Rewrite the records below, putting "give" wherever "produce" appears and leaving everything else untouched.

[BEGIN LISTING]

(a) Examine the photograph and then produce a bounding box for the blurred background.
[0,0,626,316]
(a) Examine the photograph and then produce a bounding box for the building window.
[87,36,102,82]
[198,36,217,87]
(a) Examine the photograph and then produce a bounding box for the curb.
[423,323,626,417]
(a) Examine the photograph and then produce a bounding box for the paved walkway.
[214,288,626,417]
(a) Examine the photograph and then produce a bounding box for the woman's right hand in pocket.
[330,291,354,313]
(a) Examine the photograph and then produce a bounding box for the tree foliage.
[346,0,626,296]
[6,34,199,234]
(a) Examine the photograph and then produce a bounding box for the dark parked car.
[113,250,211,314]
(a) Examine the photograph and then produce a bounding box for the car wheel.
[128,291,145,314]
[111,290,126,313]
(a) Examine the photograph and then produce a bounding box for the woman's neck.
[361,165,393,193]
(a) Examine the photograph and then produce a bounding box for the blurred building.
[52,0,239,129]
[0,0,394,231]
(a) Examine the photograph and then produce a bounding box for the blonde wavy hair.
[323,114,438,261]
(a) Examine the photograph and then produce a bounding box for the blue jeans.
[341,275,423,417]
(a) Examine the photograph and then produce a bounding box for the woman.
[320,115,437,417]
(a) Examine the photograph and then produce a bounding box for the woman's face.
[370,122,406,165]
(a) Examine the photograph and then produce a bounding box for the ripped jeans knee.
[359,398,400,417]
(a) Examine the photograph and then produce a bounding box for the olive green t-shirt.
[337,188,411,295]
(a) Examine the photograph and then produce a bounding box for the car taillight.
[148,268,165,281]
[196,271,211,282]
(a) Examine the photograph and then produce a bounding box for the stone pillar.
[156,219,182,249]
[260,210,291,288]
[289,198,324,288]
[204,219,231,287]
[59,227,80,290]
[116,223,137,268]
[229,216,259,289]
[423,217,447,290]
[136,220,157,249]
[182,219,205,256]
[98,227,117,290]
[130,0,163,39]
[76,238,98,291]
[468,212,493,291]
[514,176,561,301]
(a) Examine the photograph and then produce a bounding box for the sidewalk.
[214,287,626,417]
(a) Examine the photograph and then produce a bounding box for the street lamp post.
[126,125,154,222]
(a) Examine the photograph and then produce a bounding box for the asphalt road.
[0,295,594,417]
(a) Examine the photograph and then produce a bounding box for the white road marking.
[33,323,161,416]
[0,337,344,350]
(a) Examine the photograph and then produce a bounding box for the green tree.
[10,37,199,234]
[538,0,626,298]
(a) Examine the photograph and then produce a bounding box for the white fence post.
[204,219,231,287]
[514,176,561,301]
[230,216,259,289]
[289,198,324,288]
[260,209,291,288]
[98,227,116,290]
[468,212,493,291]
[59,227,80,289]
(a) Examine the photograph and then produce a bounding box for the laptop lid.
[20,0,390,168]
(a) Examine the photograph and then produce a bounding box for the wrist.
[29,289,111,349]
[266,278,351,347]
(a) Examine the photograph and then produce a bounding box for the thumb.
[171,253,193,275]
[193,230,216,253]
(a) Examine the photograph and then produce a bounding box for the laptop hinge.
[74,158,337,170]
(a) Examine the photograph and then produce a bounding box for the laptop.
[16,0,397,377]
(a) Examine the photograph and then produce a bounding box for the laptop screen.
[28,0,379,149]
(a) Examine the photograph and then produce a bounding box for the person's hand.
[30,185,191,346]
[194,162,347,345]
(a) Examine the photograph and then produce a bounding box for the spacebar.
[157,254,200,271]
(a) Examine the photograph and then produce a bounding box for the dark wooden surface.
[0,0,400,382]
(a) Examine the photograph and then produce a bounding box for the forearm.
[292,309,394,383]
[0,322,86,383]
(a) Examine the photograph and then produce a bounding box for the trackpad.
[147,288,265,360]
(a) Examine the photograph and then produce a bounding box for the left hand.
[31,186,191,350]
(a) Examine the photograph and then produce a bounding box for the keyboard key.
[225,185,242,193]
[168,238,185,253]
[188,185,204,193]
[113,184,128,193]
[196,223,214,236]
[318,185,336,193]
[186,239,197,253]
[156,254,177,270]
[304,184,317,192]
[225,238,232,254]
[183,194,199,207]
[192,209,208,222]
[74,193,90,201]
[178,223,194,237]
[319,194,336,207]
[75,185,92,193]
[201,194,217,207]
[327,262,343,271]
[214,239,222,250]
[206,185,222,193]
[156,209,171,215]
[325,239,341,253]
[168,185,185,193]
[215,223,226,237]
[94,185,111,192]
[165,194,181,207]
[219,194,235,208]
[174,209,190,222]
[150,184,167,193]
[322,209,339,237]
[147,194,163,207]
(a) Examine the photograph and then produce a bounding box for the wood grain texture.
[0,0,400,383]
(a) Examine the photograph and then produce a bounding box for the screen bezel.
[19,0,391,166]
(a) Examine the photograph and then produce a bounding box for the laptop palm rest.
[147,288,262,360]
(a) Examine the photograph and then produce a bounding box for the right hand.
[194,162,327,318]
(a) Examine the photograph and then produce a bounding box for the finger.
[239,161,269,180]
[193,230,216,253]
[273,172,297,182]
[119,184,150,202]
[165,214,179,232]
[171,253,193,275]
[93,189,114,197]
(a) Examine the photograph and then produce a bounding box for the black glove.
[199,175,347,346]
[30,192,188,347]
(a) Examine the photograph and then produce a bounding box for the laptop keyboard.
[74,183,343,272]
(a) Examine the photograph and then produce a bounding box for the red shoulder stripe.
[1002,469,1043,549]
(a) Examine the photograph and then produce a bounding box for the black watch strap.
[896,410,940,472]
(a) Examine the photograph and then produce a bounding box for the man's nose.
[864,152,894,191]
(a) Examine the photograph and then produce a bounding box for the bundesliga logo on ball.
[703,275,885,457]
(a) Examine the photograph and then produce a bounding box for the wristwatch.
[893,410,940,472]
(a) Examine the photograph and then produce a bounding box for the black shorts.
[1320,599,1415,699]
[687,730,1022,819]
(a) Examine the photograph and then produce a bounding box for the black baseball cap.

[END LISTING]

* **SOLUTION**:
(a) Examine the photograph and then give a bounding box for the blurred background.
[0,0,626,316]
(a) Examine the photograph and then give a bounding box for the building window.
[87,36,102,82]
[198,36,217,87]
(a) Examine the photograph and then give a bounding box for the curb.
[423,323,626,417]
(a) Examine the photograph and then give a bounding box for the paved walkway.
[214,288,626,417]
(a) Examine the photograph and then give a bounding box for the woman's right hand in pocket.
[330,291,354,313]
(a) Examine the photograph and then give a bounding box for the tree foliage.
[346,0,626,296]
[6,34,199,234]
(a) Examine the photograph and then give a bounding box for the dark parked car.
[113,250,211,314]
(a) Examine the photograph and then give a bounding box for the car wheel.
[128,291,145,314]
[111,290,126,313]
(a) Examine the photograph and then give a bounding box for the woman's neck.
[361,165,393,193]
(a) Examine the photograph and then give a bounding box for the blurred building.
[52,0,239,129]
[0,0,394,231]
(a) Examine the photograph and then give a bounding box for the blonde wavy hair.
[323,114,438,261]
(a) Examine the photograph and then give a bounding box for the blue jeans.
[341,275,423,417]
(a) Examine the photograph and then give a bounding box for the woman.
[320,115,437,417]
(a) Examine the photograph and then give a bounding box for the woman's face.
[370,122,406,165]
(a) Examine the photograph and then give a bounding box for the ripped jeans knee.
[359,398,400,417]
(a) Examine the photograph and then give a bounding box for the olive green t-shirt.
[337,188,411,295]
(a) Examine the photograph and then give a bounding box for the car taillight.
[148,268,165,281]
[196,271,211,282]
(a) Examine the photograph and then give a bounding box for the stone pillar.
[156,219,182,249]
[260,210,291,288]
[289,198,324,288]
[204,219,231,287]
[59,227,80,290]
[116,223,137,268]
[229,216,259,289]
[423,217,447,290]
[136,220,157,249]
[182,219,205,256]
[98,227,117,290]
[130,0,163,39]
[76,238,98,291]
[468,212,493,291]
[514,176,561,301]
(a) Examine the photograph and then give a bounding box for the sidewalk.
[214,287,626,417]
(a) Examine the photograph and then give a bounding box for the street lamp post.
[126,125,154,222]
(a) Examine the photograph and then give a bounding box for the asphalt road.
[0,295,594,417]
(a) Examine the photograph and then give a bounding box for the white road marking.
[33,323,161,416]
[0,337,344,350]
(a) Examine the photograph and then give a bounding box for the green tree.
[10,37,199,234]
[538,0,626,298]
(a) Examine the photograph and then give a bounding box for the white fence post.
[204,219,231,287]
[514,176,561,301]
[230,216,259,289]
[289,198,324,288]
[260,209,291,288]
[98,227,116,290]
[468,212,493,291]
[59,227,80,289]
(a) Examine the photograph and then give a bounding box for the laptop lid.
[20,0,390,168]
(a) Examine the photograph and then give a bounding box for the wrist.
[29,289,111,349]
[266,278,351,347]
(a) Examine the photograph and then give a bounding box for the thumb.
[171,253,193,275]
[193,230,216,253]
(a) Examine the photograph and then give a bounding box for the laptop hinge.
[74,158,337,170]
(a) Examine the photograph and then give a bounding box for the laptop.
[16,0,397,377]
(a) Examine the photograph and then give a bounding box for the laptop screen.
[28,0,379,149]
(a) Examine the photograph and then give a bounding box for the person's hand.
[30,185,191,346]
[194,162,347,345]
(a) Examine the photograph and then give a bounding box for the spacebar.
[157,254,200,271]
(a) Examine the photograph and then give a bounding box for the dark wooden surface.
[0,0,400,382]
(a) Examine the photograph and then give a bounding box for the forearm.
[292,309,394,383]
[0,322,86,383]
(a) Examine the photograph and then give a bounding box for the trackpad.
[147,288,265,360]
(a) Examine the photograph and then give a bounding box for the left hand.
[31,186,191,350]
(a) Examine the photograph and then give a bounding box for the keyboard key.
[225,185,242,193]
[168,238,185,253]
[188,185,204,193]
[113,184,128,193]
[196,223,214,236]
[318,185,336,193]
[186,239,197,253]
[156,254,177,270]
[304,184,317,192]
[225,238,232,254]
[183,194,199,207]
[192,209,208,222]
[74,193,90,201]
[178,223,194,237]
[319,194,336,207]
[75,185,92,193]
[201,194,217,207]
[327,262,343,271]
[214,239,222,250]
[206,185,222,193]
[156,209,171,215]
[325,239,341,253]
[168,185,185,193]
[215,223,226,237]
[94,185,111,192]
[165,194,181,207]
[219,194,235,208]
[174,209,190,222]
[150,184,167,193]
[322,209,339,237]
[147,194,163,207]
(a) Examine the photograph and then give a bounding box for the wood grain texture.
[0,0,400,383]
(a) Examine the photograph and then give a bounding box for the screen bezel.
[19,0,391,166]
(a) Examine the photograph and then give a bounding box for the laptop palm rest.
[147,288,262,360]
(a) Examine the photograph and then give a bounding box for the right hand.
[194,162,327,318]
(a) Examine the photograph and then give a bounding box for the finger.
[239,161,269,180]
[193,230,216,253]
[273,172,297,182]
[119,184,150,202]
[165,214,179,232]
[171,253,193,275]
[93,189,114,197]
(a) Examine the photograph and then give a bounding box for the black glove.
[199,175,347,346]
[30,192,188,347]
(a) Examine the photograph and then give a bounding box for the laptop keyboard.
[74,183,343,272]
(a) Examine the photograph and then give a bounding box for the red shoulder stripe.
[1002,469,1043,549]
(a) Examine the photograph and then give a bounding box for the black watch strap.
[896,410,940,472]
(a) Examine the photograph and then give a bounding box for the man's nose.
[864,152,894,191]
(a) Examine the photograph and then give a bounding box for the bundesliga logo on ball.
[703,275,885,457]
(a) Examine the photograph and then give a bounding box for the wristwatch.
[893,410,940,472]
(a) Examine the photograph and then give a bounding box for the black shorts.
[1320,599,1415,699]
[687,730,1022,819]
(a) Examine the photograph and then give a bounding box for the black baseball cap.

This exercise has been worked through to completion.